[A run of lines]

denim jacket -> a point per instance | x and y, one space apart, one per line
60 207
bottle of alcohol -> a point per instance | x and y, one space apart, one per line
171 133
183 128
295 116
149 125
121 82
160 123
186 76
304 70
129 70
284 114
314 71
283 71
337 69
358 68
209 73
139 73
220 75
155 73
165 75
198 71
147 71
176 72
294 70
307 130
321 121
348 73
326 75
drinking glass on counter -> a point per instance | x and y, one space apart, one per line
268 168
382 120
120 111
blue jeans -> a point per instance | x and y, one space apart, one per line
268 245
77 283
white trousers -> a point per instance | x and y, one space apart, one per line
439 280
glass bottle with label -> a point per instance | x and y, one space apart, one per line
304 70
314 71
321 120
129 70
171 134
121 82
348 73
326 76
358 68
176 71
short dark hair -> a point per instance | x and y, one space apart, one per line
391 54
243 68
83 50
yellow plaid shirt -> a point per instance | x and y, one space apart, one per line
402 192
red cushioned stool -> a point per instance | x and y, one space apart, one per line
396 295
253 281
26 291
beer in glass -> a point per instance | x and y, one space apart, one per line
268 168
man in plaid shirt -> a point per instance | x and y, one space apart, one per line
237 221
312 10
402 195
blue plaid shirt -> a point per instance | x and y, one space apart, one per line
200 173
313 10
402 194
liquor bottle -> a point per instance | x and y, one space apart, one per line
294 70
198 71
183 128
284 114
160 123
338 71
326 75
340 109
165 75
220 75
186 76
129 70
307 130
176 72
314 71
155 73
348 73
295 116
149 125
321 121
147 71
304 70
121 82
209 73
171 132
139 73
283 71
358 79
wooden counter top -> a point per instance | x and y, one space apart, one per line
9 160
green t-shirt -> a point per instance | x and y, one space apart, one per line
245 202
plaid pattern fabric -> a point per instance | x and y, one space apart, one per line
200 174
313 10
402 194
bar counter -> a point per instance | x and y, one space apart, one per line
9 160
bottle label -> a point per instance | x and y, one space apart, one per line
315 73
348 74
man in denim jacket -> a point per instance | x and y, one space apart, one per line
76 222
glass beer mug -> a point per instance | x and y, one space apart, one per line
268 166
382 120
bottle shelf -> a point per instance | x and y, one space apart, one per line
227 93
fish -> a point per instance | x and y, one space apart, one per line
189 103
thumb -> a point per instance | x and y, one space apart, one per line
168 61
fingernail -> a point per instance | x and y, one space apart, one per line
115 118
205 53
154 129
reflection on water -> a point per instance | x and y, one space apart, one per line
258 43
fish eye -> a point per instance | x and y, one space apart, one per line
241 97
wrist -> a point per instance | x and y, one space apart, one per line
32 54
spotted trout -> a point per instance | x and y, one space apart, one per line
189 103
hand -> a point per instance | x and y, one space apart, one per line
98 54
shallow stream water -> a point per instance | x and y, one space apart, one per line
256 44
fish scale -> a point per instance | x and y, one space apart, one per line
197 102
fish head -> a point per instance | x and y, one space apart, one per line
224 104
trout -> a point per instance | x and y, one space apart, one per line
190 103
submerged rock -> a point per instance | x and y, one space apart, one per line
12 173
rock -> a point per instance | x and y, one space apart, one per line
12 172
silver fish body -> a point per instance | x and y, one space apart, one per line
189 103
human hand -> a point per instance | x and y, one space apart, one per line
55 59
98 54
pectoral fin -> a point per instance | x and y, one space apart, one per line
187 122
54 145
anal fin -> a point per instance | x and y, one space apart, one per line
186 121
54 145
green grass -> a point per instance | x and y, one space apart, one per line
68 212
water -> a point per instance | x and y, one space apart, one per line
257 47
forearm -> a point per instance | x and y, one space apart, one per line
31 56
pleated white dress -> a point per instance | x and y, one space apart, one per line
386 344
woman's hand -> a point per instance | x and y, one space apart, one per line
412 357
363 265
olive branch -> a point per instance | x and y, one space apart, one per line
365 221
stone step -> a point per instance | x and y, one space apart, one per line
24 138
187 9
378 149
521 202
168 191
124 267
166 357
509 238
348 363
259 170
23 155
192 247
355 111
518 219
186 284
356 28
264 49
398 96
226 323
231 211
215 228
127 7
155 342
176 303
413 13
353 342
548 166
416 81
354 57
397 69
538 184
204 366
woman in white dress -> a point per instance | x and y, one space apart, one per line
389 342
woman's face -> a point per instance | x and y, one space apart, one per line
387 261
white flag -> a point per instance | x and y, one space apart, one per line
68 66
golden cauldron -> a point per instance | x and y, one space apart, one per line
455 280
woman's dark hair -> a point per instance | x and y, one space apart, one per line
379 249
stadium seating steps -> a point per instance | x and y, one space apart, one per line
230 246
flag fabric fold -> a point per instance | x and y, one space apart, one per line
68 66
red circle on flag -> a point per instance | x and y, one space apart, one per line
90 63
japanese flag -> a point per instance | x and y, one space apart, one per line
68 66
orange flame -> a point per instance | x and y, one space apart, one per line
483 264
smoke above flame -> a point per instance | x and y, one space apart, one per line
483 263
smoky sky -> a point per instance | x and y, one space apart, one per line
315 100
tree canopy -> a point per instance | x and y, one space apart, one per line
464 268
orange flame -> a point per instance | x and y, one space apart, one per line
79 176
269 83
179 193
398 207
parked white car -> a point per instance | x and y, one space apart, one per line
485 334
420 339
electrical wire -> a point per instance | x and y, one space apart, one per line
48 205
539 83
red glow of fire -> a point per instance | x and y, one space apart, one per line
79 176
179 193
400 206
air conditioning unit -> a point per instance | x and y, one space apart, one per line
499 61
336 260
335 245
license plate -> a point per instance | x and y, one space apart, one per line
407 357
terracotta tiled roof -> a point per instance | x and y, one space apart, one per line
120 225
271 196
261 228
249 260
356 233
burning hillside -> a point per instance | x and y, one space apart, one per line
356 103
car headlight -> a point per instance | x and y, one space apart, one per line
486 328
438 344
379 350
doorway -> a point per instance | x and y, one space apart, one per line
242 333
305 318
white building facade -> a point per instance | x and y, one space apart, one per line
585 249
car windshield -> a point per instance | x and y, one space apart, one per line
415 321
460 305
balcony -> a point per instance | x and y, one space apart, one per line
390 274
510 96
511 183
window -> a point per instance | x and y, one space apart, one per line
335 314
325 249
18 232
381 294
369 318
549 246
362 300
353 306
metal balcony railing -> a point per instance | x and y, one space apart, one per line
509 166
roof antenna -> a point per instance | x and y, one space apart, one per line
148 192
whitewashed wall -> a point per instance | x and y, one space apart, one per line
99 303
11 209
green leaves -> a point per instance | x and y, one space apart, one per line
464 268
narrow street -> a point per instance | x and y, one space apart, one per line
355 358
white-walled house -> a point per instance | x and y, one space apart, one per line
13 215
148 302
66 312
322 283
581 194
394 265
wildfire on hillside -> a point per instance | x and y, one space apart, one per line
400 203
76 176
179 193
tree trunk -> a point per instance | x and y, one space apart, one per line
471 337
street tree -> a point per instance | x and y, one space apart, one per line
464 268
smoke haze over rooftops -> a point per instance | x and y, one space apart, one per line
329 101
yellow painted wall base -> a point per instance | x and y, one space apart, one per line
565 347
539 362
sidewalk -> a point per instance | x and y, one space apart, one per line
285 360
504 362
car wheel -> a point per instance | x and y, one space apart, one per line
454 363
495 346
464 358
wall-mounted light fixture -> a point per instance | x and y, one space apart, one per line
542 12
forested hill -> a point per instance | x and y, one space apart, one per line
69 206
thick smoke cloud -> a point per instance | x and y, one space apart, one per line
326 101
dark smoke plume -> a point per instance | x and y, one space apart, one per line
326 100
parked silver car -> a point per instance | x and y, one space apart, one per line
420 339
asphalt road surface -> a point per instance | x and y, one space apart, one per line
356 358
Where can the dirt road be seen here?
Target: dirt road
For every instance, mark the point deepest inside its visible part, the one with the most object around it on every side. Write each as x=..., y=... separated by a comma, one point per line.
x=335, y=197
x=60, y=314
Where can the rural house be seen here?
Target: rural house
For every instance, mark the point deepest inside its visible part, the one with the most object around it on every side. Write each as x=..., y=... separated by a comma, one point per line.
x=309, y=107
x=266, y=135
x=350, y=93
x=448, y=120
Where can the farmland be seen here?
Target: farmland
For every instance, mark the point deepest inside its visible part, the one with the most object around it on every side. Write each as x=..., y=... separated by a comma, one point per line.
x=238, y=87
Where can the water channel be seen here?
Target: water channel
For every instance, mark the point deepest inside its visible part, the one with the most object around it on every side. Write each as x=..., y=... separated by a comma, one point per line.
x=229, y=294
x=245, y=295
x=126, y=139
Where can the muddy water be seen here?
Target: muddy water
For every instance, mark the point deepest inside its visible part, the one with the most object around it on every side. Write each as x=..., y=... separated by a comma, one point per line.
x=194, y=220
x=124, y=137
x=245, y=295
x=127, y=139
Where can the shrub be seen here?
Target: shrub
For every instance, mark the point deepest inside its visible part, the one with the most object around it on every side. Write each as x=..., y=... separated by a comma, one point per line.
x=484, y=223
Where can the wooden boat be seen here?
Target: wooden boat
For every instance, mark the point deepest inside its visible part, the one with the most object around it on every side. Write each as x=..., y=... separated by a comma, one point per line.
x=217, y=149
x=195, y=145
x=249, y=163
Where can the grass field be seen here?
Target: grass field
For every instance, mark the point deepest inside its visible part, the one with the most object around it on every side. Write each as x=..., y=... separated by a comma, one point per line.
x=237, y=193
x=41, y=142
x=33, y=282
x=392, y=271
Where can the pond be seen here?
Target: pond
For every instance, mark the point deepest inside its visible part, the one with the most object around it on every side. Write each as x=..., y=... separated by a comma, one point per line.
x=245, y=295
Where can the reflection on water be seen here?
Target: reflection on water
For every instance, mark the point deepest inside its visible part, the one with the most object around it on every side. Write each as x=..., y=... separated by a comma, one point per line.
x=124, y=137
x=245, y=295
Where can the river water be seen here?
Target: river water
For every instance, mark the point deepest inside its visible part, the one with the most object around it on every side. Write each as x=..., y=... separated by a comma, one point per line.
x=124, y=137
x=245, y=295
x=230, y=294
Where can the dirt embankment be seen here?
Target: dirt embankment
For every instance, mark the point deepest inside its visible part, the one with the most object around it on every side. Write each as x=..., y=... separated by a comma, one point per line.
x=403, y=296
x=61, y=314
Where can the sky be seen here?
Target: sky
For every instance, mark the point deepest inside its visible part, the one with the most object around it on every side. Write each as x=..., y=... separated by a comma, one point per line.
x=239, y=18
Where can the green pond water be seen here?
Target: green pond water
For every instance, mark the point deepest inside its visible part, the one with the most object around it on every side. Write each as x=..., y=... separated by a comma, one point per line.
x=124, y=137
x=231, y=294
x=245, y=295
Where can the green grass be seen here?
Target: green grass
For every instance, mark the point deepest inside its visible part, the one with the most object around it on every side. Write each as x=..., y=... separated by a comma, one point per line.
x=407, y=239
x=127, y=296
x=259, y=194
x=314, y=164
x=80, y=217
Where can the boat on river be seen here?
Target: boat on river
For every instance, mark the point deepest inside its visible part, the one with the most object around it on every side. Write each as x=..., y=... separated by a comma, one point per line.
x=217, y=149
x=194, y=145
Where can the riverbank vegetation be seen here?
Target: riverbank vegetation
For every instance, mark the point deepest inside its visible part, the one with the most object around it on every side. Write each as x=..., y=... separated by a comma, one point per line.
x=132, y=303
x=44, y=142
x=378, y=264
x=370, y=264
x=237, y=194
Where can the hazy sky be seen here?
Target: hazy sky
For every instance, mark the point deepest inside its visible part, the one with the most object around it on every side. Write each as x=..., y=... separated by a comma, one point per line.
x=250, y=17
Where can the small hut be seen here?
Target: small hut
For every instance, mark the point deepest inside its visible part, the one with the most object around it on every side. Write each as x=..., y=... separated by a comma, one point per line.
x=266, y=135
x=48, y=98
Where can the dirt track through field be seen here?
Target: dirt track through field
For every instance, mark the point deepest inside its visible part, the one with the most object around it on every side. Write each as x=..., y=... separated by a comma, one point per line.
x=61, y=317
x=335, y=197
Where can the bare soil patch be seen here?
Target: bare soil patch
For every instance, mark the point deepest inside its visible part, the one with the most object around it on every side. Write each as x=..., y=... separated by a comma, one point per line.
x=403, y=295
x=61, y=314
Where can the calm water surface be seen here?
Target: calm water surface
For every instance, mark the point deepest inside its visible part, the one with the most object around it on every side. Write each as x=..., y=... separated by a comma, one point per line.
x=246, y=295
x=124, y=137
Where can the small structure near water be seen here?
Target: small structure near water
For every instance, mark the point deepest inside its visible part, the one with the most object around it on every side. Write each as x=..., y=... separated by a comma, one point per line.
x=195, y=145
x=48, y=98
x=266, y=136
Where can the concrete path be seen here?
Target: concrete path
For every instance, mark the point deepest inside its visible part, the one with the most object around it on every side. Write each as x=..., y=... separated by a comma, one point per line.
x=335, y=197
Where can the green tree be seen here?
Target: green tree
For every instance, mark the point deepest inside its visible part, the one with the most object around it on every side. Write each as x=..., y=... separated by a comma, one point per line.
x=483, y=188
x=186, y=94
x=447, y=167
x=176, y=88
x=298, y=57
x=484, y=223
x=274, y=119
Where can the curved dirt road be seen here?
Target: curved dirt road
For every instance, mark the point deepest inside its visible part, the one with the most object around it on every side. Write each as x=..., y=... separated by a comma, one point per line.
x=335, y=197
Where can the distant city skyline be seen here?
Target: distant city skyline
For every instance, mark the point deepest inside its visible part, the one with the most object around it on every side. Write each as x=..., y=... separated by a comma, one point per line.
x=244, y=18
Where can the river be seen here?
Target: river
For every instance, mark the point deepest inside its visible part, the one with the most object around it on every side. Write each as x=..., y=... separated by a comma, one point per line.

Written exercise: Repeat the stretch of lines from the one containing "Where can the rural house be seen here?" through the one containing "x=392, y=271", both included.

Solution to the problem:
Where can the rural house be seen here?
Target: rural house
For every instance, mark the point deepest inside its visible part, the one with the most object around it on every side. Write each as x=..., y=... separated by a comma, one point per line.
x=309, y=107
x=266, y=135
x=350, y=93
x=448, y=120
Where can the farmland be seen here?
Target: farmland
For every instance, mark the point deepest inside its visible part, the one with the most object around it on every side. Write each as x=..., y=... separated by a comma, one point per line.
x=238, y=87
Where can the water channel be seen here?
Target: water channel
For every instance, mark the point deepest inside its visible part, the one with the most object around it on every side. Write each as x=..., y=... separated by a comma, one point per line.
x=229, y=294
x=245, y=295
x=126, y=139
Where can the muddy water be seen here?
Target: muddy water
For every instance, mark the point deepest inside its visible part, the one with the most object around it on every side. Write each as x=..., y=... separated by a comma, one point per line.
x=194, y=220
x=124, y=137
x=245, y=295
x=127, y=139
Where can the shrub be seen here?
Target: shrub
For every instance, mark the point deepest inside its visible part, the one with the most object around it on every side. Write each as x=..., y=... separated by a comma, one point per line.
x=484, y=223
Where can the wooden boat be seen here?
Target: wooden boat
For every instance, mark the point deepest inside its visible part, the one with the most object around it on every side. Write each as x=..., y=... separated by a comma, one point per line.
x=217, y=149
x=195, y=145
x=249, y=163
Where can the grass field be seen here?
Target: grass field
For every instance, mark the point deepest inside its visible part, the one with the most object around it on every side. Write each as x=..., y=... separated by a comma, one point per line.
x=237, y=193
x=41, y=142
x=33, y=282
x=392, y=271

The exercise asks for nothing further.